# [Problem requirements]
The listing below holds a line with "target | stone wall" and a later line with "x=158, y=236". Write out those two lines and every line between them, exactly, and nothing else.

***** Data for this exercise *****

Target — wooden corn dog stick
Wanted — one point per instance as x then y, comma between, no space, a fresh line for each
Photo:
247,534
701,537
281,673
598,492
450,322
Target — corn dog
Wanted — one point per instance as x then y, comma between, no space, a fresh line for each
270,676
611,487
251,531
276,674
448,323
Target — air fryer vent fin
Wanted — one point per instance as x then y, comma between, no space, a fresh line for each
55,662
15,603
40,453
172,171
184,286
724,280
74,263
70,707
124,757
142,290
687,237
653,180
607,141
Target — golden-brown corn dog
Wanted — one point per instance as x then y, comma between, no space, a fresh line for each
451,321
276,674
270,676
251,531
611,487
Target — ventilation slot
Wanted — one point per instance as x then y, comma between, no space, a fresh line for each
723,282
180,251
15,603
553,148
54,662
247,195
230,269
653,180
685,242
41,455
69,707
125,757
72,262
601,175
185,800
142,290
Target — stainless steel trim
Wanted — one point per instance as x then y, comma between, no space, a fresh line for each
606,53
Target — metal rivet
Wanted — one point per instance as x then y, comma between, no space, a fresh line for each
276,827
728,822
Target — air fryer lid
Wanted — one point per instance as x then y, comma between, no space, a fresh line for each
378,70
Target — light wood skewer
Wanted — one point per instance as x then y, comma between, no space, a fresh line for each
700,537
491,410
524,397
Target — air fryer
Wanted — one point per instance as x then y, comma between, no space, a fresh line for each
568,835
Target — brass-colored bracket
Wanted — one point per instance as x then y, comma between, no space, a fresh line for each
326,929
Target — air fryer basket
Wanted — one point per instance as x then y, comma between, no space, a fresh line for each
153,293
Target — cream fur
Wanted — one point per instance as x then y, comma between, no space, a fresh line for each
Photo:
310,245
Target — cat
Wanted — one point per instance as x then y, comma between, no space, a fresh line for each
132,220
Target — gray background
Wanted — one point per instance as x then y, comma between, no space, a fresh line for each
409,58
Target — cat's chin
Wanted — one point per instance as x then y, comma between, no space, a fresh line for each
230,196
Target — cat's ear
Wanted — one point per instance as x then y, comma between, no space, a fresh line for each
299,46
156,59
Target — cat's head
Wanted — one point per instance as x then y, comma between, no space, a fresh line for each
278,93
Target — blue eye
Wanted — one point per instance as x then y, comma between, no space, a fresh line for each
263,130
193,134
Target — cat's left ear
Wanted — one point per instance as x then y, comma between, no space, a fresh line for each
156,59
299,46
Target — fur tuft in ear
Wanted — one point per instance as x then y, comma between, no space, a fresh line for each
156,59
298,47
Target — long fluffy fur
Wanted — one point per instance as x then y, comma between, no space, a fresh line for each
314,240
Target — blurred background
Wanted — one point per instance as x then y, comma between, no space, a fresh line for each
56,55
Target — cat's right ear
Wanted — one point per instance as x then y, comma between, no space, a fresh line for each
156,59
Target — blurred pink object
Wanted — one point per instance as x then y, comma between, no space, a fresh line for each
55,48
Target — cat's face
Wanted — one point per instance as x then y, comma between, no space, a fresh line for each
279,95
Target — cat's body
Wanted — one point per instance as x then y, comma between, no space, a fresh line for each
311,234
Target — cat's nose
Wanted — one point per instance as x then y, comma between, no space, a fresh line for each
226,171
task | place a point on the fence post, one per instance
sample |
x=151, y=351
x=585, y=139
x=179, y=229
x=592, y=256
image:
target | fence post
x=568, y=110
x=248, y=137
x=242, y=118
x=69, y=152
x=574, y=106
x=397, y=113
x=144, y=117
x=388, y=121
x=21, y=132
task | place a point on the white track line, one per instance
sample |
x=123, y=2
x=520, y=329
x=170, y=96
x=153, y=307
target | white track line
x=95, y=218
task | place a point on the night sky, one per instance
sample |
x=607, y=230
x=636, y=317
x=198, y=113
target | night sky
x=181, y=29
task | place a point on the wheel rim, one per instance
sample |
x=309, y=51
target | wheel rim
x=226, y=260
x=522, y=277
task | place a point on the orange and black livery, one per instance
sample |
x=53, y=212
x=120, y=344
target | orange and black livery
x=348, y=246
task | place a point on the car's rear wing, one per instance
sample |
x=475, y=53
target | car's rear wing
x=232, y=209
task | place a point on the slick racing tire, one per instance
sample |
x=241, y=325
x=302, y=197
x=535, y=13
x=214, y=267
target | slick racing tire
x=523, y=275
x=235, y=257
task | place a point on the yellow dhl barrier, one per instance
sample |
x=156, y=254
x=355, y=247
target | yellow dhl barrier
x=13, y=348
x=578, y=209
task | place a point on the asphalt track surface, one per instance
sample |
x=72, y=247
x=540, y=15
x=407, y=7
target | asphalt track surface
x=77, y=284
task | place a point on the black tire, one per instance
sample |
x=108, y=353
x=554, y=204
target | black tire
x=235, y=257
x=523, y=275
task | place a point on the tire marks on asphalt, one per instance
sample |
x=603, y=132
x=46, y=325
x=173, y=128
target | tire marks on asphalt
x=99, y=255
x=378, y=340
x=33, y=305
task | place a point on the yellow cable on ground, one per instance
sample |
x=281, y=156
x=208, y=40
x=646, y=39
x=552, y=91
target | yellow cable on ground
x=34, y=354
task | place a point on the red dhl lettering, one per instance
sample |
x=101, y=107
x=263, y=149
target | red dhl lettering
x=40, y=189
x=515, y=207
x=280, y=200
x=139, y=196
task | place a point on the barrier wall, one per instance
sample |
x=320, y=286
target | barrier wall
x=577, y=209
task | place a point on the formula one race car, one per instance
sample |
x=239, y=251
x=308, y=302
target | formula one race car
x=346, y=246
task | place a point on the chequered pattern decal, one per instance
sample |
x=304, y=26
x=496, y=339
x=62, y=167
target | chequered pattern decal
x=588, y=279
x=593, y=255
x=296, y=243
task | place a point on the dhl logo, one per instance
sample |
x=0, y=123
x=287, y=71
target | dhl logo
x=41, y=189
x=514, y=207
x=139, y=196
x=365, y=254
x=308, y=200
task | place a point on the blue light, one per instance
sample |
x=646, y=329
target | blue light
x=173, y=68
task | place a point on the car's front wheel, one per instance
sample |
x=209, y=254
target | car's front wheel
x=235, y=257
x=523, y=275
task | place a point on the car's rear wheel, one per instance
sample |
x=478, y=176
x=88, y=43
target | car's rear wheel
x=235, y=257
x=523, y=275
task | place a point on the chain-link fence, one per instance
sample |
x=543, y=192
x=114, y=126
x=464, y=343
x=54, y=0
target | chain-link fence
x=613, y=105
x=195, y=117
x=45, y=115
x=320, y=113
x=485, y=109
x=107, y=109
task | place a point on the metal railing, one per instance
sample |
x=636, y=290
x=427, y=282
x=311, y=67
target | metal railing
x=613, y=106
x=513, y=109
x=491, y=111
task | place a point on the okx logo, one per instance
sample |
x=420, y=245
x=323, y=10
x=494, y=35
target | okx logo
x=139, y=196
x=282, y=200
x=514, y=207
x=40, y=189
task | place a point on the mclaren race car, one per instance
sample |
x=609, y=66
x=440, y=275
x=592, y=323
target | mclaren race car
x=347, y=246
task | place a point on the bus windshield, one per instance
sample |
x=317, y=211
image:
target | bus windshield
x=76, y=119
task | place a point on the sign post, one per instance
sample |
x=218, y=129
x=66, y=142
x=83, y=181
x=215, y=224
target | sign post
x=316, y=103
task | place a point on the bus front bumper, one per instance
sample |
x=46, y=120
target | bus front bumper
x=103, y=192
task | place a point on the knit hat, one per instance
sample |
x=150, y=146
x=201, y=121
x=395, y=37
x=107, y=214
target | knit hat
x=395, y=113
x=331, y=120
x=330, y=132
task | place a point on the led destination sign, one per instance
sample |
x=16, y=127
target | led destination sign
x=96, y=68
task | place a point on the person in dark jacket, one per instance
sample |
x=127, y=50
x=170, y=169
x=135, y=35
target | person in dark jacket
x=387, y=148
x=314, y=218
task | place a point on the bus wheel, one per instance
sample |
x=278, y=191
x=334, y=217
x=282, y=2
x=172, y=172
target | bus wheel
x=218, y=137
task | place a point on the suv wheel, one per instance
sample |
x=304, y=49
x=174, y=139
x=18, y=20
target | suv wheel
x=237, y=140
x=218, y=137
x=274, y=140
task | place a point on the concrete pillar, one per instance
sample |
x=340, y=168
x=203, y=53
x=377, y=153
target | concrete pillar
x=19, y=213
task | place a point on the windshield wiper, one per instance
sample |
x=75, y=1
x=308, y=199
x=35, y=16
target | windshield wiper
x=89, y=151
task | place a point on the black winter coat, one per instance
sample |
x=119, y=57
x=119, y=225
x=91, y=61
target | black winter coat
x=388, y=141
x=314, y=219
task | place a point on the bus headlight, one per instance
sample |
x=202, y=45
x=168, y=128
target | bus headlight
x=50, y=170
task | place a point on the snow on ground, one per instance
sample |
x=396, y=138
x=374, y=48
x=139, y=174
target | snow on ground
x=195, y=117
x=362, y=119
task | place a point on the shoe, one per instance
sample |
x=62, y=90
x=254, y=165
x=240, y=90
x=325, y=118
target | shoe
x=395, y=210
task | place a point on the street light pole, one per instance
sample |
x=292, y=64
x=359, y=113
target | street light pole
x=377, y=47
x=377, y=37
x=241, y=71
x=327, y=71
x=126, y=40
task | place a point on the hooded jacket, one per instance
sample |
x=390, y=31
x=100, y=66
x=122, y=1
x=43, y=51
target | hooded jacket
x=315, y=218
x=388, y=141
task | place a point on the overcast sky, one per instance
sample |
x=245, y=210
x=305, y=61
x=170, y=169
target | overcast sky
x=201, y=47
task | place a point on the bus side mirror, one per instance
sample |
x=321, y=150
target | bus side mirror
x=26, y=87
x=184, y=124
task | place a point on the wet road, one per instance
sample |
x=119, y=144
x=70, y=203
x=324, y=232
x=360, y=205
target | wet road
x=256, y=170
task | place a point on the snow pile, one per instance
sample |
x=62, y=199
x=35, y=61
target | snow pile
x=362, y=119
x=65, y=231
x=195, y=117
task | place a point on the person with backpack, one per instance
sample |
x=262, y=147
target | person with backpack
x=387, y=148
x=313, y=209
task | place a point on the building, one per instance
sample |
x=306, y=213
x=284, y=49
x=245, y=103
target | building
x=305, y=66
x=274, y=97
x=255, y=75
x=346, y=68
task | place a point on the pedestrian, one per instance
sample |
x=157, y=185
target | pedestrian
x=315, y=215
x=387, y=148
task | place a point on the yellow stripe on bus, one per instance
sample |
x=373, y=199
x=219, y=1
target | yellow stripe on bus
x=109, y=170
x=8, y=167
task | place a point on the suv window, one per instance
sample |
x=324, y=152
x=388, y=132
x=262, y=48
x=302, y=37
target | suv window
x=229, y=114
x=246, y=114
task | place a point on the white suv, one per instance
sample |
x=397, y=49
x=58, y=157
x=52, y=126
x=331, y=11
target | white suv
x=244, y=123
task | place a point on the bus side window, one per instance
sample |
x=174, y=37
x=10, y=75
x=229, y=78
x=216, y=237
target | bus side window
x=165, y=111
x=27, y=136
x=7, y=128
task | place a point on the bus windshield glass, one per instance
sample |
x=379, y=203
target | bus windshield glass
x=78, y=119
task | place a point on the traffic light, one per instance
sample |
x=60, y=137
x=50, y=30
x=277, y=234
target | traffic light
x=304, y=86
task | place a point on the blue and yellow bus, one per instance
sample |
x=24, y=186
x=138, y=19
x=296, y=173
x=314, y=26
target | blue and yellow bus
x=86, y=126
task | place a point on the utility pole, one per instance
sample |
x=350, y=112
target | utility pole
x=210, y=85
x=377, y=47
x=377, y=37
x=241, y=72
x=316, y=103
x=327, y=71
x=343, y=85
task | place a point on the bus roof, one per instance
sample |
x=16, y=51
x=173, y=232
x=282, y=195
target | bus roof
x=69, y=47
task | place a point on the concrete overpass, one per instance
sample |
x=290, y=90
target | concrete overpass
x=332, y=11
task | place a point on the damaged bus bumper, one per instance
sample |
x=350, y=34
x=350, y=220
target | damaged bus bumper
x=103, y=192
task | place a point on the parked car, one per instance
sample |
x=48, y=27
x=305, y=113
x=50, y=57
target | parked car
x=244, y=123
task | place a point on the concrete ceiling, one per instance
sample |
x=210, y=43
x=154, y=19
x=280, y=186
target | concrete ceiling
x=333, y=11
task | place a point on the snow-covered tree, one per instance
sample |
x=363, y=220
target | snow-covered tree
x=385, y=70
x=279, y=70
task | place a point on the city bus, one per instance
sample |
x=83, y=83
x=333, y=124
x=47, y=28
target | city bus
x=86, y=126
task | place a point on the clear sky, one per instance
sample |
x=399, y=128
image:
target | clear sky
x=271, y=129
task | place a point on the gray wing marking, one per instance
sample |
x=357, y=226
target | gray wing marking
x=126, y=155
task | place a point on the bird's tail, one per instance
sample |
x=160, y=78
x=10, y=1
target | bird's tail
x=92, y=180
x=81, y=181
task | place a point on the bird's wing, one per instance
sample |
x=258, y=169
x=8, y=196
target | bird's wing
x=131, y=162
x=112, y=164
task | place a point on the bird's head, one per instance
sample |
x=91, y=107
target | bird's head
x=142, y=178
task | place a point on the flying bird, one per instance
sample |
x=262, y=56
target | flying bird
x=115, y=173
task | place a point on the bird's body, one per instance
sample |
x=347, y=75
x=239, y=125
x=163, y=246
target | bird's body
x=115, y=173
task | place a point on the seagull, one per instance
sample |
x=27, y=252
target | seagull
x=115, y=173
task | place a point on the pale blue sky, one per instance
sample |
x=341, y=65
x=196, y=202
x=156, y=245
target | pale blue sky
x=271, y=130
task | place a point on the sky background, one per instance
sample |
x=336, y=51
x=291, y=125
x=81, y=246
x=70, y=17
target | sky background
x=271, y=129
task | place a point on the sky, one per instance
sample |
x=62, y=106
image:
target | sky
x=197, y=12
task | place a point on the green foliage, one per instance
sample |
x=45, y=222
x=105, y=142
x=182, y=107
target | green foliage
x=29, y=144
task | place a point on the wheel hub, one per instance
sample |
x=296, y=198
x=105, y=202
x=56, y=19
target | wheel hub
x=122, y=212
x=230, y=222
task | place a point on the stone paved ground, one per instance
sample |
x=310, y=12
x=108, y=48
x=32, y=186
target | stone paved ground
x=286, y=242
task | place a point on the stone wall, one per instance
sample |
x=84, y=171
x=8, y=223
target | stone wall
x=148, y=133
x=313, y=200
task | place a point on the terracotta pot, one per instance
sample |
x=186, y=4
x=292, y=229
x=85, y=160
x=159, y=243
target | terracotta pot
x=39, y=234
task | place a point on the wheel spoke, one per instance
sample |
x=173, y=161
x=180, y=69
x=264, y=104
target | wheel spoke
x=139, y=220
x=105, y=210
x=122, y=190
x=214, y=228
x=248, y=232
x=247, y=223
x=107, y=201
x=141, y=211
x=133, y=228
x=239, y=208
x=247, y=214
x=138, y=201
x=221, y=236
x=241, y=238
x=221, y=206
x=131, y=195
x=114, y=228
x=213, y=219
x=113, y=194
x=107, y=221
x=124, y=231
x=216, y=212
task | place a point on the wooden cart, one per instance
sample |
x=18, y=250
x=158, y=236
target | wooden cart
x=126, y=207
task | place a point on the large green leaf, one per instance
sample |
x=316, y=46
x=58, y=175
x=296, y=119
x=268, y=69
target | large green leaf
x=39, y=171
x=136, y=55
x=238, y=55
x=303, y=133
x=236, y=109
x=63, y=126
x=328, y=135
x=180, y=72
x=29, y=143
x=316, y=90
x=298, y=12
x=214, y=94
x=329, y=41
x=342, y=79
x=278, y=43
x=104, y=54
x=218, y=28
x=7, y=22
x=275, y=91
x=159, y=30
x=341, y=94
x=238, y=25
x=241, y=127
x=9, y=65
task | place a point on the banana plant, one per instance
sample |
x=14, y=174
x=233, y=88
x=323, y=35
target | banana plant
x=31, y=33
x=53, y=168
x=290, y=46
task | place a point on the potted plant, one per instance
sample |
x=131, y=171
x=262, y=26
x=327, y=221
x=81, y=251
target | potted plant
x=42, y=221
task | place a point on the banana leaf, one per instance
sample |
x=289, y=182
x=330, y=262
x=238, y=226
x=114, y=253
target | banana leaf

*****

# [Finished exercise]
target | stone wall
x=148, y=133
x=313, y=200
task | place a point on the terracotta pot, one per instance
sample |
x=186, y=4
x=292, y=229
x=85, y=160
x=159, y=243
target | terracotta pot
x=39, y=234
task | place a point on the wheel spoke, one per instance
sample |
x=173, y=161
x=180, y=69
x=264, y=104
target | wheel spoke
x=139, y=220
x=105, y=210
x=122, y=190
x=214, y=228
x=248, y=232
x=247, y=223
x=107, y=201
x=141, y=211
x=133, y=228
x=239, y=208
x=247, y=214
x=138, y=201
x=221, y=236
x=241, y=238
x=221, y=206
x=131, y=195
x=114, y=228
x=213, y=219
x=113, y=194
x=107, y=221
x=124, y=231
x=216, y=212
task | place a point on the wooden cart, one per instance
sample |
x=18, y=250
x=158, y=236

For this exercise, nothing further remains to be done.